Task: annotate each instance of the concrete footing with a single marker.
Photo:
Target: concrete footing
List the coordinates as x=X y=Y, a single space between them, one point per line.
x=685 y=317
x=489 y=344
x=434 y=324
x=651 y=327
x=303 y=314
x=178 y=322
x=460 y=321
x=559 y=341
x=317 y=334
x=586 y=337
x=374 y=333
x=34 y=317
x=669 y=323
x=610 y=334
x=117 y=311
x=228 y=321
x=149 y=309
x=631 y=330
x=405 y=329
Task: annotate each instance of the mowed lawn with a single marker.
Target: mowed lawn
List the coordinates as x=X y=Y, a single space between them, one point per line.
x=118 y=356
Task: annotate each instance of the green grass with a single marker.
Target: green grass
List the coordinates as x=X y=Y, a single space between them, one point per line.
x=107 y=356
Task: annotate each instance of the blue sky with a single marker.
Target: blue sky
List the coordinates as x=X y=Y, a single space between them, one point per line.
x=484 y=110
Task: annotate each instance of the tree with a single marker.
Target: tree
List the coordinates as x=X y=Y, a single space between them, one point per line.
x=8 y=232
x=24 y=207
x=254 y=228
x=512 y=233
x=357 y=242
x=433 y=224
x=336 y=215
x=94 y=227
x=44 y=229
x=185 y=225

○ ○ ○

→ Aim of the exercise
Rewrite all of the data above, putting "positions" in place of each "coordinates" and leaving everything else unchanged.

→ Final answer
Task: annotate each instance of the concrete footing with a single marker.
Photo:
Target: concrete footing
List the positions as x=X y=Y, a single space between them, one point per line.
x=685 y=317
x=489 y=344
x=434 y=324
x=651 y=327
x=303 y=314
x=178 y=322
x=460 y=321
x=559 y=341
x=317 y=334
x=586 y=337
x=374 y=333
x=34 y=317
x=669 y=323
x=610 y=334
x=117 y=311
x=228 y=321
x=149 y=309
x=631 y=330
x=405 y=329
Task: annotate each instance of the mowed lawn with a single marker.
Target: mowed lawn
List the positions as x=X y=Y, a single space between them, one point per line.
x=118 y=356
Task: annotate each instance of the green grass with a single marker.
Target: green grass
List the positions as x=X y=Y, a single space between them, one point per line.
x=107 y=356
Task: annotate each instance of the blue sky with a single marker.
Target: blue sky
List the positions as x=X y=Y, a single space between them, one point per line.
x=484 y=110
Task: annotate each instance of the tree with a single marker.
Target: tree
List the positions as x=X y=Y, a single space between them, one point per line.
x=8 y=232
x=24 y=207
x=254 y=228
x=512 y=233
x=357 y=242
x=433 y=224
x=336 y=215
x=94 y=227
x=44 y=229
x=185 y=225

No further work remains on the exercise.